■ STATED TASK ■
Restate the full listing word for word and leave the pictures out.

--- INPUT MATERIAL ---

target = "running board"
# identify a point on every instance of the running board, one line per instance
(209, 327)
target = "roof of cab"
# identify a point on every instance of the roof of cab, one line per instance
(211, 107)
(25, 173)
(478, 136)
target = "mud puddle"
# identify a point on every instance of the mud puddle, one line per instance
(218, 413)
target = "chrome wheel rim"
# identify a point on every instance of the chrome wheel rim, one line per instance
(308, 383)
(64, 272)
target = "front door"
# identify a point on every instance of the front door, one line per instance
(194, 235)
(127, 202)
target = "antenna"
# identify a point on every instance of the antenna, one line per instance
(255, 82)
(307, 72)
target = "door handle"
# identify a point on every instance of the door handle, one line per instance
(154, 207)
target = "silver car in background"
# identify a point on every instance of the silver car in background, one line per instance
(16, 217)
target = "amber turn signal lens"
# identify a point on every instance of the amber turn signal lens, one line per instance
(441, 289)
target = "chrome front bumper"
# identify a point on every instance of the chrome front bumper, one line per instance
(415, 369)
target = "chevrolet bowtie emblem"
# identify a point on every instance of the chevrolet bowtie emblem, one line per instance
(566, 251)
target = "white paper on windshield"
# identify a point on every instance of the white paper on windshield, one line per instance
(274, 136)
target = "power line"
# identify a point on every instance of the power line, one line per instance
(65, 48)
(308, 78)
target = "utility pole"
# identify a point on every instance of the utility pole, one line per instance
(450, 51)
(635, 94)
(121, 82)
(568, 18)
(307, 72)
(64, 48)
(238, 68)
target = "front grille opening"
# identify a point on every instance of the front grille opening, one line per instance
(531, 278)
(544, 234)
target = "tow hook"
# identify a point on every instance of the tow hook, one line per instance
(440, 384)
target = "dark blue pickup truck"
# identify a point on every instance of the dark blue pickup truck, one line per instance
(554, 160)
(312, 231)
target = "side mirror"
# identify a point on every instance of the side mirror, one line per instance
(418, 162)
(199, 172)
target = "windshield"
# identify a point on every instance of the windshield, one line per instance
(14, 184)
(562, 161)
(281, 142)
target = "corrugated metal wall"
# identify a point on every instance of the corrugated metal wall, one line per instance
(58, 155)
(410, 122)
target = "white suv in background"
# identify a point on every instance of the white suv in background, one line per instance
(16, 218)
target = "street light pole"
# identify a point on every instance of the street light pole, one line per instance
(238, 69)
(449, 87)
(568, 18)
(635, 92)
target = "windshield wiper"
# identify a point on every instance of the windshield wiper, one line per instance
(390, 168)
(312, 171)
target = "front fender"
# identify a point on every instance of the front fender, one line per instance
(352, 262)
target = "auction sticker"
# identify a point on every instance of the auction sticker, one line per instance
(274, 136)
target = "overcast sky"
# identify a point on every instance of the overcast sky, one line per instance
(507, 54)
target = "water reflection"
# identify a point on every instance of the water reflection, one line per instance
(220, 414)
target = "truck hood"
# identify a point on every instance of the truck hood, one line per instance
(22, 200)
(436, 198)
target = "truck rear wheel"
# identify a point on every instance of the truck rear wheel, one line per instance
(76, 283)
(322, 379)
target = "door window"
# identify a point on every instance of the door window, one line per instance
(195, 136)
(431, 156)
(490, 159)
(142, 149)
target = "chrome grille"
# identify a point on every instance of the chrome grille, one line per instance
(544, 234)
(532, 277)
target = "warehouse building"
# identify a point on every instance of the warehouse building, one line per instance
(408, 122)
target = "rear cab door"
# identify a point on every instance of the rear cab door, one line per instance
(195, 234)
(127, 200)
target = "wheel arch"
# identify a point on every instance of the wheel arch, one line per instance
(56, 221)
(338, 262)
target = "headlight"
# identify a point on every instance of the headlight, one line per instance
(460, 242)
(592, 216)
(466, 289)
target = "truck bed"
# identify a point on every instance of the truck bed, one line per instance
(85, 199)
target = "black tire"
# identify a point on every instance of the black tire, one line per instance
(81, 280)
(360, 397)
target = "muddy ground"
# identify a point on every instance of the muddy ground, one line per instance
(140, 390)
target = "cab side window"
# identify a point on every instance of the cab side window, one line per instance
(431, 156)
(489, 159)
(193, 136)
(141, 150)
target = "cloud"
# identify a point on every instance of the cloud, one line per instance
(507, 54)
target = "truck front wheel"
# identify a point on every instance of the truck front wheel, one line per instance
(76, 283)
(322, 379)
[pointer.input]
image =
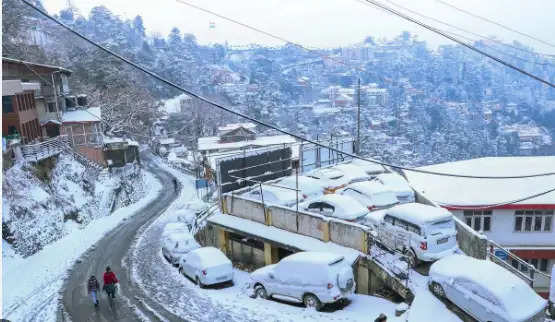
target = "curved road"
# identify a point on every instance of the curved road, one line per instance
(130, 303)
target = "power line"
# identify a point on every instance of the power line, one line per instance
(495, 23)
(447, 205)
(254, 120)
(474, 34)
(469, 46)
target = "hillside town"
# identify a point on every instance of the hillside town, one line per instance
(385, 179)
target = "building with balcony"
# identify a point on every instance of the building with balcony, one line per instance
(52, 96)
(511, 212)
(19, 112)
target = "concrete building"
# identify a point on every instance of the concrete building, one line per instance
(523, 227)
(52, 97)
(19, 112)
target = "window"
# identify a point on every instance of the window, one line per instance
(479, 220)
(533, 220)
(7, 105)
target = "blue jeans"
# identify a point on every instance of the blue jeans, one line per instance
(93, 296)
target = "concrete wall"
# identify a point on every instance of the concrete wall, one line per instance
(312, 226)
(244, 208)
(470, 242)
(284, 218)
(348, 235)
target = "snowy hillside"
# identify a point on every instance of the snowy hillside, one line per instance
(37, 211)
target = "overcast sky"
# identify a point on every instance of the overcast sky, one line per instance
(329, 23)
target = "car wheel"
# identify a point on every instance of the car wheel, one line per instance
(260, 291)
(312, 302)
(411, 256)
(437, 289)
(199, 283)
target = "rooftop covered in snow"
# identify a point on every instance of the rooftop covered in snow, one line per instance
(454, 191)
(92, 114)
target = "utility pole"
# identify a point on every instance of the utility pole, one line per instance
(358, 116)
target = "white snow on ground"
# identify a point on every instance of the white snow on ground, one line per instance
(182, 297)
(30, 285)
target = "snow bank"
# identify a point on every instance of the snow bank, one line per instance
(34, 212)
(30, 285)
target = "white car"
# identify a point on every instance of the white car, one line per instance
(313, 278)
(206, 266)
(336, 206)
(422, 232)
(371, 194)
(397, 184)
(176, 245)
(485, 290)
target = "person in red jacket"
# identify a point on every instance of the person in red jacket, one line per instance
(110, 281)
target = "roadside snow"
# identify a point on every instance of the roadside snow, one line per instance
(30, 285)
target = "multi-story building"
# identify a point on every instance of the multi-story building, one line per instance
(511, 212)
(52, 97)
(19, 112)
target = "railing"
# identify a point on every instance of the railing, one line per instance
(40, 151)
(530, 274)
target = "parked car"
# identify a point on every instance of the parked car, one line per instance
(337, 206)
(206, 266)
(313, 278)
(485, 290)
(422, 232)
(174, 227)
(176, 245)
(397, 184)
(371, 194)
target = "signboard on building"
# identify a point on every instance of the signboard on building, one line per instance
(248, 168)
(313, 156)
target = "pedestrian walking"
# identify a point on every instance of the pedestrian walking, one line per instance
(92, 288)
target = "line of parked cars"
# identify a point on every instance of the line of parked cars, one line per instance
(312, 278)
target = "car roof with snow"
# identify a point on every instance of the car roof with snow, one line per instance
(369, 187)
(345, 207)
(210, 256)
(320, 258)
(394, 181)
(419, 213)
(518, 299)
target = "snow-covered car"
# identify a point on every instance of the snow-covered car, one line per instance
(331, 178)
(176, 245)
(174, 227)
(371, 194)
(485, 290)
(313, 278)
(206, 266)
(369, 167)
(422, 232)
(337, 206)
(397, 184)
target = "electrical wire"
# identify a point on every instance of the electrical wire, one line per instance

---

■ RESULT OF THE EXERCISE ■
target = "running board"
# identify a point on every instance of the running board, one line per instance
(209, 327)
target = "roof of cab"
# identify a point on every instance of the roof of cab, one line per instance
(211, 107)
(25, 173)
(478, 136)
target = "mud puddle"
# identify a point on every instance of the mud puddle, one line per instance
(218, 413)
target = "chrome wheel rim"
# identify a point on every instance of the chrome wheel rim, one line per instance
(308, 383)
(64, 272)
target = "front door"
# identify a point on every instance of the front door, one line per instance
(194, 235)
(127, 202)
target = "antenna"
# identify a point on every instance of the antenna, one line per instance
(255, 82)
(307, 72)
target = "door handle"
# identify a point on every instance of the door handle, one line per instance
(154, 207)
target = "silver car in background"
# identify a point on every instance of the silver car in background, one line per instance
(16, 217)
target = "amber turn signal lens"
# identify a point on every instance of the amber turn signal lens, one line per instance
(441, 289)
target = "chrome front bumper"
# identify a point on every instance of the chrome front bumper, one line per instance
(415, 369)
target = "chevrolet bowtie emblem"
# identify a point on every instance of the chevrolet bowtie emblem, one line per instance
(566, 251)
target = "white paper on windshield"
# identify a point on every instance of the white paper on windshield, one line per instance
(274, 136)
target = "power line"
# identify a point on every instance of the power line, one line per instance
(65, 48)
(308, 78)
target = "utility pole"
# identify a point on every instance of the utility pole, one line per instance
(450, 51)
(635, 94)
(121, 82)
(568, 18)
(307, 72)
(64, 48)
(238, 68)
target = "front grille opening"
# identify a point on every instance of the front grille opening, one line per instance
(531, 278)
(544, 234)
target = "tow hook"
# identify a point on every instance of the tow hook, one line per instance
(440, 384)
target = "dark blue pickup truck"
# identify a point on every instance of the dark blue pickup truck, one line per instance
(554, 160)
(312, 231)
target = "side mirror"
# identify a point on every instance of the side mirror, one line per instance
(418, 162)
(199, 172)
target = "windshield"
# identify a point on every instance of the windshield, one line per instance
(14, 184)
(562, 161)
(281, 142)
target = "corrugated metal wall"
# identify a point on every instance of the corrugated metal wall, one line per instance
(58, 155)
(410, 122)
target = "white suv in background"
# identify a point on every instance of the white suv in background, one line per instance
(16, 218)
target = "street light pole"
# identify a point on every instance of the street light pole, one line per instance
(238, 69)
(449, 87)
(568, 18)
(635, 92)
target = "windshield wiper"
# identify a point on every instance of the windshield wiper, one line per instance
(390, 168)
(312, 171)
target = "front fender"
# identify a point on every instance of the front fender, one line per instance
(352, 262)
target = "auction sticker"
# identify a point on every instance of the auction sticker, one line per instance
(274, 136)
target = "overcast sky"
# identify a point on every instance of the overcast sky, one line per instance
(507, 54)
target = "water reflection"
# identify a point on every instance of the water reflection, one line per instance
(220, 414)
target = "truck hood"
# identify a point on every instance of the truck hood, one line per instance
(22, 200)
(436, 198)
target = "truck rear wheel"
# identify a point on every instance of the truck rear wheel, one line per instance
(76, 283)
(322, 379)
target = "door window"
# identify a point on every instance of the door window, one line per instance
(195, 136)
(431, 156)
(490, 159)
(142, 149)
target = "chrome grille"
# identify a point on every instance of the chrome grille, one line per instance
(544, 234)
(532, 277)
target = "warehouse building"
# identify a point on every instance of the warehouse building, one line per instance
(408, 122)
target = "rear cab door"
# identify a point on every instance of the rear cab door, one line per instance
(195, 234)
(127, 200)
target = "wheel arch"
# identify a point on every instance of the wheel arch, one line per instance
(56, 221)
(338, 262)
target = "headlight"
# identify a point on every instance of the headlight, one line per instance
(460, 242)
(592, 216)
(466, 289)
target = "truck bed"
# identify a point on every instance of the truck bed, one line per instance
(85, 199)
target = "black tire"
# identify a point on every instance of the black tire, one line per instance
(81, 280)
(360, 397)
target = "muddy ground"
# identify a point on every instance of the muddy ground, one line per instance
(140, 390)
target = "cab side window"
# identify a point on every instance of the cab side window, one line per instance
(431, 156)
(489, 159)
(193, 136)
(141, 150)
target = "cloud"
# identify a point on every instance of the cloud, one line per instance
(507, 54)
target = "truck front wheel"
# identify a point on every instance of the truck front wheel, one line per instance
(76, 283)
(322, 379)
[pointer.input]
image =
target = "curved road"
# identify a point on every instance of the curved road, one line per instance
(130, 303)
target = "power line"
# identify a point on every instance of the power line, one line per instance
(495, 23)
(447, 205)
(254, 120)
(474, 34)
(469, 46)
target = "hillside town"
# identify a point on every instance of the hillside town, one line per instance
(385, 179)
target = "building with balcony"
# identify a point on every instance of the building with balcony, one line per instance
(52, 96)
(511, 212)
(19, 112)
target = "concrete building"
# identify a point on every instance of the concrete building, one line per instance
(523, 227)
(52, 97)
(19, 112)
target = "window"
# identify a point on every instance of the window, one line per instance
(479, 220)
(533, 220)
(7, 105)
target = "blue jeans"
# identify a point on every instance of the blue jeans, one line per instance
(93, 296)
target = "concrete wall"
# identify a point on every instance of the concrete wall, one line per instance
(312, 226)
(244, 208)
(470, 242)
(284, 218)
(348, 235)
target = "snowy hillside"
# identify a point on every instance of the snowy hillside, one line per instance
(37, 211)
target = "overcast sky"
# identify a point on every instance of the overcast sky, one line per instance
(329, 23)
target = "car wheel"
# identify a point on every instance of the car wheel, one line per instance
(260, 291)
(312, 302)
(411, 256)
(437, 289)
(199, 283)
target = "rooftop covered in snow"
# identify a point on every instance of the rooftop covered in snow, one line per instance
(454, 191)
(92, 114)
target = "utility pole"
# identify a point on every instance of the utility pole, one line per instance
(358, 116)
target = "white snow on ground"
# identify a point on every instance of the white snow on ground, one line per instance
(182, 297)
(30, 285)
target = "snow bank"
# identify a point on every instance of the snow bank, one line per instance
(34, 212)
(30, 285)
target = "white car"
# identify a point on every instance of the white car, one line per instance
(313, 278)
(206, 266)
(336, 206)
(422, 232)
(371, 194)
(397, 184)
(176, 245)
(485, 290)
target = "person in red jacket"
# identify a point on every instance of the person in red jacket, one line per instance
(110, 281)
target = "roadside snow"
# identify a point on every instance of the roadside snow, one line per instance
(30, 285)
target = "multi-story building"
# identify a point on every instance of the multi-story building, one line per instance
(511, 212)
(52, 97)
(19, 112)
target = "railing"
# identify a point on every instance of the railing, one line per instance
(40, 151)
(530, 274)
target = "parked car"
# identify a point on every instance of the parked car, one line per instance
(337, 206)
(206, 266)
(313, 278)
(485, 290)
(422, 232)
(174, 227)
(176, 245)
(397, 184)
(371, 194)
target = "signboard on building"
# identify a point on every instance of the signboard on building, one line per instance
(248, 168)
(313, 156)
target = "pedestrian walking"
# identify a point on every instance of the pedestrian walking, one line per instance
(92, 288)
target = "line of parked cars"
# identify a point on every instance of the line of parked cars, one line per instance
(312, 278)
target = "car roof with snow"
# identify a point on every instance of the car roof with snow, one line per instance
(369, 187)
(345, 207)
(210, 256)
(320, 258)
(394, 181)
(419, 213)
(518, 299)
target = "snow-covered car"
# identify a point on every instance of the snow-covered car, one line per instance
(331, 178)
(176, 245)
(174, 227)
(371, 194)
(485, 290)
(313, 278)
(206, 266)
(369, 167)
(422, 232)
(337, 206)
(397, 184)
target = "electrical wire"
# identify a point on every instance of the electrical wire, one line per instance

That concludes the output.